Task requirements: Write out exactly the lines between the line containing "Target: boat interior" and the end of the records, counting both ends, and leave out all pictures.

Image location labeling entries:
▶

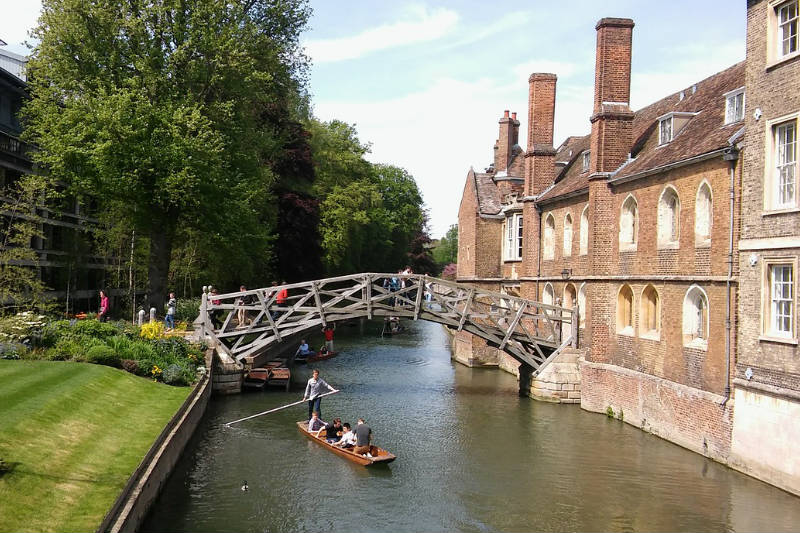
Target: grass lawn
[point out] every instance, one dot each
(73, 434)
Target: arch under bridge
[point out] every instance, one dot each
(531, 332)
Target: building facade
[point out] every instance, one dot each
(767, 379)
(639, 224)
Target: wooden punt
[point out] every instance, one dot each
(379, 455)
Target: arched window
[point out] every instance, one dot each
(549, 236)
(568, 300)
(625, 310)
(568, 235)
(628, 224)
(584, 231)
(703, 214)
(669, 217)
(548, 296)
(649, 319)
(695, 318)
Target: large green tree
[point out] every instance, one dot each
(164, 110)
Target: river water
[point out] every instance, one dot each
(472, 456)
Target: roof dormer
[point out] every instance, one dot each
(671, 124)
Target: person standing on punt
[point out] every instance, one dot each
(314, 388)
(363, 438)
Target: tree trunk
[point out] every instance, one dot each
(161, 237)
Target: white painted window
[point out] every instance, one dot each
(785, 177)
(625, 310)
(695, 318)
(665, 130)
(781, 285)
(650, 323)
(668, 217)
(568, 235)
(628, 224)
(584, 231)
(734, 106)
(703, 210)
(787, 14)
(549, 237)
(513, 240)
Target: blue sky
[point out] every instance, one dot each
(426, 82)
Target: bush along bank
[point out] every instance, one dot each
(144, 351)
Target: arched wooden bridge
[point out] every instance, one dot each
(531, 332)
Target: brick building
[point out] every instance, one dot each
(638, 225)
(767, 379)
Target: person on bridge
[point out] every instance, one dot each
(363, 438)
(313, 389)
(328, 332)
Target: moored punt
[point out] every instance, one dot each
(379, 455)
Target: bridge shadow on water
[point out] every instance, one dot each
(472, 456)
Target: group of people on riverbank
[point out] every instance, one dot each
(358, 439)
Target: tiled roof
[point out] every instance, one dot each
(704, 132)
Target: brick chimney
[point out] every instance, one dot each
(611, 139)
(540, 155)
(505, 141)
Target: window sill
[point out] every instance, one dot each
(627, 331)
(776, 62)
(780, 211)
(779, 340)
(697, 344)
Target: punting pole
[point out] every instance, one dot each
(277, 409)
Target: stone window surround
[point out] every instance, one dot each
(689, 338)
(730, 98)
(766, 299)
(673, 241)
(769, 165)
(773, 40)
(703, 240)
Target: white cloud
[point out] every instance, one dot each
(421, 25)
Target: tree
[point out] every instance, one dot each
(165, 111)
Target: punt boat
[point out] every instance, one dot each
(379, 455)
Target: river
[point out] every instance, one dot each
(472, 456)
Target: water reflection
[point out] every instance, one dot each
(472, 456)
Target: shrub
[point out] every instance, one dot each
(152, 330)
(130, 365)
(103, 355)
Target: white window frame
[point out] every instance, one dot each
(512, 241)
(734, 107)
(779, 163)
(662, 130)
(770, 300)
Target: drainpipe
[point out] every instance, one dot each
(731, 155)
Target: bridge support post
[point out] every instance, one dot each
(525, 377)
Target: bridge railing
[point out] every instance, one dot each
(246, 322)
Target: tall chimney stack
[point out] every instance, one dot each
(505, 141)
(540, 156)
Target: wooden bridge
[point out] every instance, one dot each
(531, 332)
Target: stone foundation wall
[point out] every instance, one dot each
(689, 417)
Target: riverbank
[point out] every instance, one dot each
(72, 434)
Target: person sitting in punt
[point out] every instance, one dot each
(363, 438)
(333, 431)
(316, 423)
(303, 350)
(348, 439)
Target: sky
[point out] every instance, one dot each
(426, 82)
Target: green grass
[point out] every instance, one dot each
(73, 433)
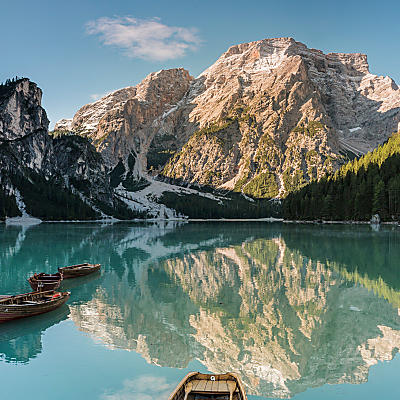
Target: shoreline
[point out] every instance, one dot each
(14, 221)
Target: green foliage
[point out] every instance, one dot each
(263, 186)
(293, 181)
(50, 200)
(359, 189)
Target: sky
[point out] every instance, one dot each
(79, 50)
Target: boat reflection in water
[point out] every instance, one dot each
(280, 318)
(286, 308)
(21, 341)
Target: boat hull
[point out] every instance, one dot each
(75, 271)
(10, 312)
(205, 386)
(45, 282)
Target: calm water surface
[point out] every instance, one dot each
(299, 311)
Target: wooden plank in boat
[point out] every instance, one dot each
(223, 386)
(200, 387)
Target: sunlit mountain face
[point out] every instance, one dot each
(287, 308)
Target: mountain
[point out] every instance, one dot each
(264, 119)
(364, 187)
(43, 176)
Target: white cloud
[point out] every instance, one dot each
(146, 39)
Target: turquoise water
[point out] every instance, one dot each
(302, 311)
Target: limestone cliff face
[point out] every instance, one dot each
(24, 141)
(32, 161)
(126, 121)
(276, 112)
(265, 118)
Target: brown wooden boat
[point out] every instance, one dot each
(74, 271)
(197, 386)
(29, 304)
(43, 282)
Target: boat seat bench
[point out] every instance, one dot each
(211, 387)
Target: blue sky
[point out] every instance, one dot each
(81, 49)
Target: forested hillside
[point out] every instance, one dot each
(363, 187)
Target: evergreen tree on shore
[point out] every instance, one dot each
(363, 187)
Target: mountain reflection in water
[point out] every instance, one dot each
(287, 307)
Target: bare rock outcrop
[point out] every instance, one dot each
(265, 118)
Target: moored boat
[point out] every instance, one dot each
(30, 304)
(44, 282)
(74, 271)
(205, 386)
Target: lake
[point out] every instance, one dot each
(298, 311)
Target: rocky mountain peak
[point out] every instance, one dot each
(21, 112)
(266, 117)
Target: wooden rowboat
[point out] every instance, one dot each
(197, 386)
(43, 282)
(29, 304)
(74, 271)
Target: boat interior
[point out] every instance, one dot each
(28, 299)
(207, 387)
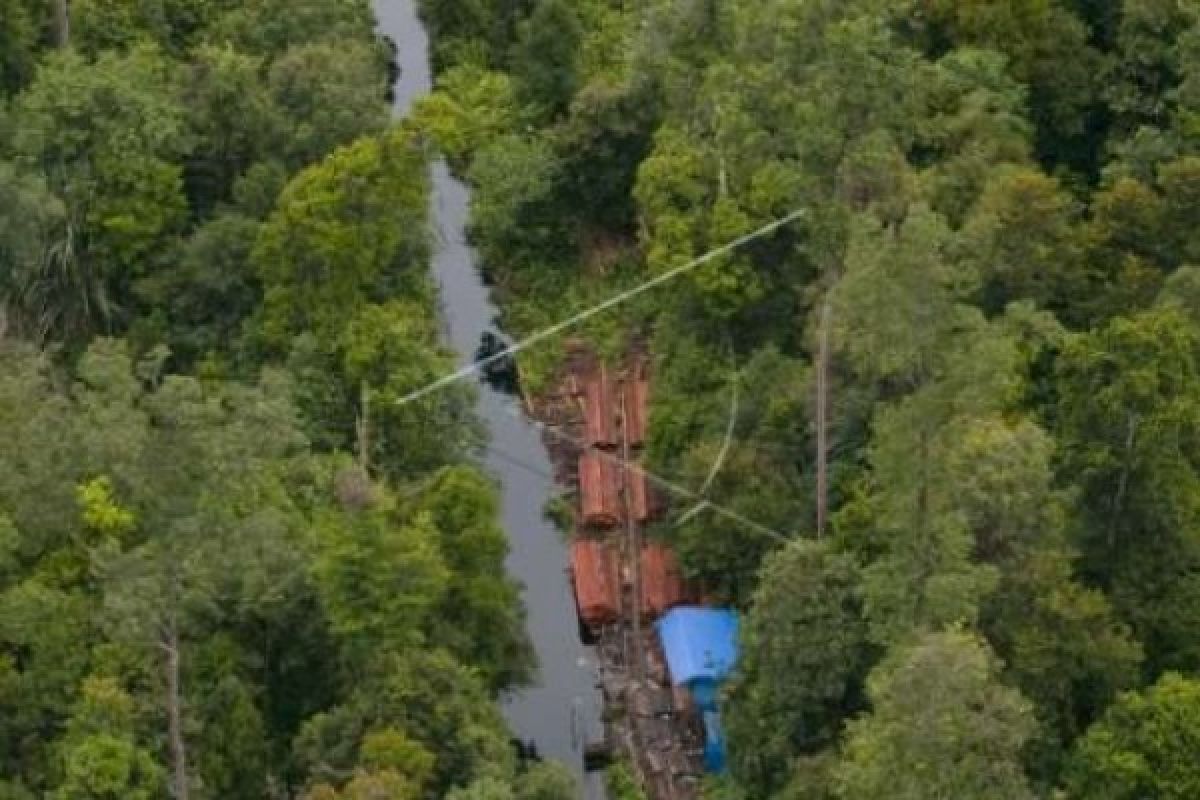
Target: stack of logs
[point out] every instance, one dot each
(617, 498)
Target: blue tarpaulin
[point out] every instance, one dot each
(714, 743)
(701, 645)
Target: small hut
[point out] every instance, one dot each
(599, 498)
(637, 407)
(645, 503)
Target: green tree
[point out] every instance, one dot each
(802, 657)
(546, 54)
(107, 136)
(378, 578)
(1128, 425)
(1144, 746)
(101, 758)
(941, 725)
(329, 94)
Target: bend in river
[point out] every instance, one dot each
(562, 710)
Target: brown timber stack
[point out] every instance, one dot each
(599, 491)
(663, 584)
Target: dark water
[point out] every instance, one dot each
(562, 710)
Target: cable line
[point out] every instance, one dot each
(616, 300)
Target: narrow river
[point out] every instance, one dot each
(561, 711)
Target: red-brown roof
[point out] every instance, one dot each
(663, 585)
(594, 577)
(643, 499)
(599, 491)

◀

Response:
Target: boat interior
[point out] every instance, one dot each
(28, 299)
(207, 387)
Target: stack of logs
[point out] every instance, one dot each
(617, 498)
Target: blue tarpaulin
[point out] every instance, one dot each
(714, 743)
(701, 645)
Target: small hut
[point out] every instance, one dot each
(599, 498)
(637, 407)
(645, 503)
Target: green tree
[point out] every instance, one dot each
(802, 657)
(546, 54)
(107, 136)
(378, 578)
(1128, 425)
(1144, 746)
(101, 758)
(941, 725)
(329, 94)
Target: bend in river
[point out] every instance, one dot each
(562, 710)
Target: brown timber stack
[point out] every instance, one dot each
(599, 491)
(663, 584)
Target: dark water
[point out] every instance, one dot each
(562, 710)
Target: cable line
[point out] every instance, one dot each
(616, 300)
Target: narrow river
[point out] every instance, one dot each
(561, 711)
Target: red-brown roof
[point out] every instance, one dot each
(663, 585)
(594, 577)
(643, 499)
(599, 491)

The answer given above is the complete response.